Scan the entries that follow for the word "flag", then report every line in which it appears.

▶ _Data excerpts_
== Segment start ==
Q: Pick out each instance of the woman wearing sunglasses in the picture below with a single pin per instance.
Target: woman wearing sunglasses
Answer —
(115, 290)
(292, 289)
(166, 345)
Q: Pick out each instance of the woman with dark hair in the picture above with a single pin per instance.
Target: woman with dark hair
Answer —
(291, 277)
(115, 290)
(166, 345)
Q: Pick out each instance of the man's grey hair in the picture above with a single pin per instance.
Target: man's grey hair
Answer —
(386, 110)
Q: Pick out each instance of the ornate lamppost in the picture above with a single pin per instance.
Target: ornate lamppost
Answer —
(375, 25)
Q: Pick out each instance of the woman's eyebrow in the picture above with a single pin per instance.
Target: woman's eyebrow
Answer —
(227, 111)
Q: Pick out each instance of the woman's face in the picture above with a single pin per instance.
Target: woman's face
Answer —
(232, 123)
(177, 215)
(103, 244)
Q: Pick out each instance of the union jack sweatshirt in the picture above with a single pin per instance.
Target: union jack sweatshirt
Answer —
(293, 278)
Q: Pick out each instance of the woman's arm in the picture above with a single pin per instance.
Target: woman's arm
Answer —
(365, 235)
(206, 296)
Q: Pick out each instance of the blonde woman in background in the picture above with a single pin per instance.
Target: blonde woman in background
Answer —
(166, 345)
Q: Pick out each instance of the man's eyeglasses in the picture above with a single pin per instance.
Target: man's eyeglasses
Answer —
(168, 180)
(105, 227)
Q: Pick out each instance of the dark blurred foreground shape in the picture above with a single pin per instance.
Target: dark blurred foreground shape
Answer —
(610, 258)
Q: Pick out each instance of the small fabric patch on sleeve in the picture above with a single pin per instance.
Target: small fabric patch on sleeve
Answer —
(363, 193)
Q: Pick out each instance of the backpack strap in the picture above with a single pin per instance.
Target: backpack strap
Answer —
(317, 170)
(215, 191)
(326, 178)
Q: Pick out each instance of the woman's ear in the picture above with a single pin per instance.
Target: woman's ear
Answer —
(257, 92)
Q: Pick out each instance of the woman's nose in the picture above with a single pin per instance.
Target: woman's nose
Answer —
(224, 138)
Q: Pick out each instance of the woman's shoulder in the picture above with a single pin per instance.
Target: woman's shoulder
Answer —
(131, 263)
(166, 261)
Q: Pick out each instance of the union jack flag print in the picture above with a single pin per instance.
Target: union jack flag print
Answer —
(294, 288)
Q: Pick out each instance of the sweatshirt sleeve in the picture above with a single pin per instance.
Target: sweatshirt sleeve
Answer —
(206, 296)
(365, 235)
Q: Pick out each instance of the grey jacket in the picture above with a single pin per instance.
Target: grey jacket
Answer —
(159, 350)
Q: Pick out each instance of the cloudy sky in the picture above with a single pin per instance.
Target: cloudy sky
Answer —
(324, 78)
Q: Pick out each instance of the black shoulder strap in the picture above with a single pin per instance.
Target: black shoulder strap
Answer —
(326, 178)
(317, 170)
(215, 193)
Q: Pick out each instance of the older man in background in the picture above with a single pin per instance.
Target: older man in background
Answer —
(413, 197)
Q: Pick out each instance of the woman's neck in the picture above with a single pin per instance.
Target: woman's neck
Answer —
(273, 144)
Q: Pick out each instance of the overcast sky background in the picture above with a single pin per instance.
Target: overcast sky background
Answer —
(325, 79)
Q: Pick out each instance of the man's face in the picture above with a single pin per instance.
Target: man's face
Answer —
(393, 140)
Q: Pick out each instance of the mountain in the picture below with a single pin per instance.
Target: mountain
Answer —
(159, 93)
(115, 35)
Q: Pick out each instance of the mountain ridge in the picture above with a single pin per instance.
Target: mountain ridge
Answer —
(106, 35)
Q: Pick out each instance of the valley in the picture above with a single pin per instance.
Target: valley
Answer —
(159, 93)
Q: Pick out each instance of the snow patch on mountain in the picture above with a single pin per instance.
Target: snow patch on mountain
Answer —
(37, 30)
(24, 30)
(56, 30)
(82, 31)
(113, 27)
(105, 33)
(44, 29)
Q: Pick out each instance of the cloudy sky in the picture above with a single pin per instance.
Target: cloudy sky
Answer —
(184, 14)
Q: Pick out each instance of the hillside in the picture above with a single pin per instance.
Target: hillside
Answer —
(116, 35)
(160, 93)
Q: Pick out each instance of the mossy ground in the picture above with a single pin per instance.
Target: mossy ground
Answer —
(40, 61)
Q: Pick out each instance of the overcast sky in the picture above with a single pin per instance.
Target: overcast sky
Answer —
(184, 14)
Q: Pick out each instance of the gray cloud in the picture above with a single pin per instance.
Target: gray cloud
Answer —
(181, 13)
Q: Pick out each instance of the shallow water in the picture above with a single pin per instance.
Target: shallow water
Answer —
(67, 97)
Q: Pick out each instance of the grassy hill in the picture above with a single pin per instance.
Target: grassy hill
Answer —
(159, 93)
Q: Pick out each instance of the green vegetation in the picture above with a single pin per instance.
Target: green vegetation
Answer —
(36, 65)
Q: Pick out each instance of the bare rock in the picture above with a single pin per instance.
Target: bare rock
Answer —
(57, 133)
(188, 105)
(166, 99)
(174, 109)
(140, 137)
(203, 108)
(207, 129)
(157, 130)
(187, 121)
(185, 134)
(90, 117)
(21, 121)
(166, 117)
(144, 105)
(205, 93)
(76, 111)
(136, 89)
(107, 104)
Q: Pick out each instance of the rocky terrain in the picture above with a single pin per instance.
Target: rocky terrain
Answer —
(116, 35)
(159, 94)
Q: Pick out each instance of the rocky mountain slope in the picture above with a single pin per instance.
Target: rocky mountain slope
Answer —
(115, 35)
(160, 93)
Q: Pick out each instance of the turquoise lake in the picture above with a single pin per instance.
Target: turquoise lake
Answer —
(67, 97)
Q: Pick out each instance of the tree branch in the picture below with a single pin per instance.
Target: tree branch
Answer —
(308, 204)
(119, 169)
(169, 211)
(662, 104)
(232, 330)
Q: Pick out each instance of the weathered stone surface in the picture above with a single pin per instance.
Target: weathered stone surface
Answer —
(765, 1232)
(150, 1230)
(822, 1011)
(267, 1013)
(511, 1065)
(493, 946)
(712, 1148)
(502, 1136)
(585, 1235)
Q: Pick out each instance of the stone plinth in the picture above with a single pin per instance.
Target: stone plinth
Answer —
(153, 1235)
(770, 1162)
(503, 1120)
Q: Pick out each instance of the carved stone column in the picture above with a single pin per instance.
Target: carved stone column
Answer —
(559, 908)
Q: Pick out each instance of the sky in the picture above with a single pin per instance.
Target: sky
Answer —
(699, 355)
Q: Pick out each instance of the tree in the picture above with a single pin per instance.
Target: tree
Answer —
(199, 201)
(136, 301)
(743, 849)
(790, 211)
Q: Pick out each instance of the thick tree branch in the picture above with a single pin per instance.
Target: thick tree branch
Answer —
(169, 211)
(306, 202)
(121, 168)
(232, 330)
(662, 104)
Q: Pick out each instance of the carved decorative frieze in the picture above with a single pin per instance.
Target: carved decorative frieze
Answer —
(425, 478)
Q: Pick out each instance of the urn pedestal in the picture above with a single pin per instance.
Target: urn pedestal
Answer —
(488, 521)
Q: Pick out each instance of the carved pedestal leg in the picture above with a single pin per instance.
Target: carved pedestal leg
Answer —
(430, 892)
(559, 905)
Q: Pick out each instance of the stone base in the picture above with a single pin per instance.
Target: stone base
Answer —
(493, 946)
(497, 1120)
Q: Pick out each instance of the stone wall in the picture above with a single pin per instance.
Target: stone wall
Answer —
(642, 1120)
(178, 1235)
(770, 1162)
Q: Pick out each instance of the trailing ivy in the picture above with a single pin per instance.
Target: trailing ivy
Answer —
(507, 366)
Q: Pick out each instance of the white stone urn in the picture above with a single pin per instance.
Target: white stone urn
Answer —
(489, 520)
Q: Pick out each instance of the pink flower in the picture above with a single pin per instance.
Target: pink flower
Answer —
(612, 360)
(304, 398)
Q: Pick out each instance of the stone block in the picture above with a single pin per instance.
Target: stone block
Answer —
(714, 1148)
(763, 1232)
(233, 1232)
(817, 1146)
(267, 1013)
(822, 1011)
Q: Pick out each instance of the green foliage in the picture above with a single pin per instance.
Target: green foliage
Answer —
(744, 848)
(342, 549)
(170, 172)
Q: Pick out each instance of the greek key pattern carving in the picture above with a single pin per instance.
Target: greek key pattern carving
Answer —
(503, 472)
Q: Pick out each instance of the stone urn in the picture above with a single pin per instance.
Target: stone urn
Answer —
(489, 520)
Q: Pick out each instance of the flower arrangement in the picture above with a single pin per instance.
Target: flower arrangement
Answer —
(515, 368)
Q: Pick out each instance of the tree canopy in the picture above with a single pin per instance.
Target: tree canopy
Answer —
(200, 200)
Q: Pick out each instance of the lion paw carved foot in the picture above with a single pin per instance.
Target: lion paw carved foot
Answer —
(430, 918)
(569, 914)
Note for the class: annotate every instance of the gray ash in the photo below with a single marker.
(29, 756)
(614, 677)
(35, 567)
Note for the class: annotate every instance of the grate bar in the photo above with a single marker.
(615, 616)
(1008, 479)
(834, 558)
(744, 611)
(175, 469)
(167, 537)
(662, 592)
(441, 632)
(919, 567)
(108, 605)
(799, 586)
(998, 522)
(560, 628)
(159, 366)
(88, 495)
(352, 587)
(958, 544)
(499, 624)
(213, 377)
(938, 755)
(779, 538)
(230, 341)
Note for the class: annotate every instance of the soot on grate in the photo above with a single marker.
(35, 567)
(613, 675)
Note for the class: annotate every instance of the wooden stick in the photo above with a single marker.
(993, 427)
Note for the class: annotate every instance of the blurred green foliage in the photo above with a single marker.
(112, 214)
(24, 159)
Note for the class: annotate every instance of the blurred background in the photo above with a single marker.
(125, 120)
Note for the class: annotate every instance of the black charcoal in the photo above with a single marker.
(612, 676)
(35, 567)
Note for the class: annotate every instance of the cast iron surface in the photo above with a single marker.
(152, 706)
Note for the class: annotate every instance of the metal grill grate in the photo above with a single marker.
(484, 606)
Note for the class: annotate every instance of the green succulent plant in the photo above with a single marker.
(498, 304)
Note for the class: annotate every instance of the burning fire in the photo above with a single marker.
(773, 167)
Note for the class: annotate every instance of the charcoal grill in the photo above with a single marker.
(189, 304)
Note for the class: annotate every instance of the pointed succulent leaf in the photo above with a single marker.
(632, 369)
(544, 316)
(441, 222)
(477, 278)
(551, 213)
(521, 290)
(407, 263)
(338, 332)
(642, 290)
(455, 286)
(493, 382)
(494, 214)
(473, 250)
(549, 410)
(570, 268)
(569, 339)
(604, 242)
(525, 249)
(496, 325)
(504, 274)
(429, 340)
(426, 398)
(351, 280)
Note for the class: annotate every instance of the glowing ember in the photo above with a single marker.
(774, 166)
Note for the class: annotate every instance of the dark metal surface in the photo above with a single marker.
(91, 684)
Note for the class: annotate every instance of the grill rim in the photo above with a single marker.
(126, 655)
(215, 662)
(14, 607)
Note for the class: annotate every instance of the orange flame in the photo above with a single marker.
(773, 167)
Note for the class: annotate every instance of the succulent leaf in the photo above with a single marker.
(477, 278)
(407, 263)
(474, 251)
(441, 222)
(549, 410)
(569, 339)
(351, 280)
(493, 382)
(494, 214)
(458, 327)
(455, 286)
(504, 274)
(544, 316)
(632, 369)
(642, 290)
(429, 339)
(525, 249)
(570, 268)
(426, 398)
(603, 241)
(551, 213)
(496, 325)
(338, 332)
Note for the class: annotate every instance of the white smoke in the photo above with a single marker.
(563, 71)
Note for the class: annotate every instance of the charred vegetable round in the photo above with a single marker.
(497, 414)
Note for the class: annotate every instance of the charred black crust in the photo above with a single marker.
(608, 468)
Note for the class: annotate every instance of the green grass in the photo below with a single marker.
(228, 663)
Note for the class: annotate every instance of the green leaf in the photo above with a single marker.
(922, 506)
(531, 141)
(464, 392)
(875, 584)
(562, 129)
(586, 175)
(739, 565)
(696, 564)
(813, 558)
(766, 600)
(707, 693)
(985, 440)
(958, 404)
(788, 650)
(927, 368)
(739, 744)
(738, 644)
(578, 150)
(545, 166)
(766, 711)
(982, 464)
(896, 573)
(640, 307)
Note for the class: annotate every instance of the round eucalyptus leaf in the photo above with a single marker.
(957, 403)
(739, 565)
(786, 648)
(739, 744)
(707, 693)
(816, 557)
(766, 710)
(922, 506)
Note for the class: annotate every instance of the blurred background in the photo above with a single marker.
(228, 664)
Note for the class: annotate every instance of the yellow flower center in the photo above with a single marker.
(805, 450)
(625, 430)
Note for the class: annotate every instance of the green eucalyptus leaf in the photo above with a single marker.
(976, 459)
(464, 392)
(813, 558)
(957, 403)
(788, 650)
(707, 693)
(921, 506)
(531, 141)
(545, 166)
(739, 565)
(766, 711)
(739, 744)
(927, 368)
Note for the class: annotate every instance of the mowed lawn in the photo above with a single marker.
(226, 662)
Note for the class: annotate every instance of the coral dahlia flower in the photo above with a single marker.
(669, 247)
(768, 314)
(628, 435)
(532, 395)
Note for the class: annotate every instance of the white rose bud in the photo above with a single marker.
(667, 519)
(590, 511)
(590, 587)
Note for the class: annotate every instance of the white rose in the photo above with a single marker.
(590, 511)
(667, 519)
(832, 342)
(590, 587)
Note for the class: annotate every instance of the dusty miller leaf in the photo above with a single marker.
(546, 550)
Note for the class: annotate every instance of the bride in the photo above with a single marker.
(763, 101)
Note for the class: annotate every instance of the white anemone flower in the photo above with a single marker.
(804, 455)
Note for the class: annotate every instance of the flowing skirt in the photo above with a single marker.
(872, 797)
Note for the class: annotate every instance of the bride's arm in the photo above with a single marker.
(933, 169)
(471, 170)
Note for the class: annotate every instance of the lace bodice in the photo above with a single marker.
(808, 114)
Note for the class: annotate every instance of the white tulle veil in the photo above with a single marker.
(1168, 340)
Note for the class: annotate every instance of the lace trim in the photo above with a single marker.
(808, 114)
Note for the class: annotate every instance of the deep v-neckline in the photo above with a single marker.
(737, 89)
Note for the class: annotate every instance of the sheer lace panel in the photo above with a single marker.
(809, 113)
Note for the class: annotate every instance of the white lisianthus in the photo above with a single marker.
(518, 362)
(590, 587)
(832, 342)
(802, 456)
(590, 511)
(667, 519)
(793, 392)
== Segment end ==
▶ _Solved exercise_
Q: Pick out each instance of the union jack flag print in the picture above with a single pin per instance.
Target: union jack flag print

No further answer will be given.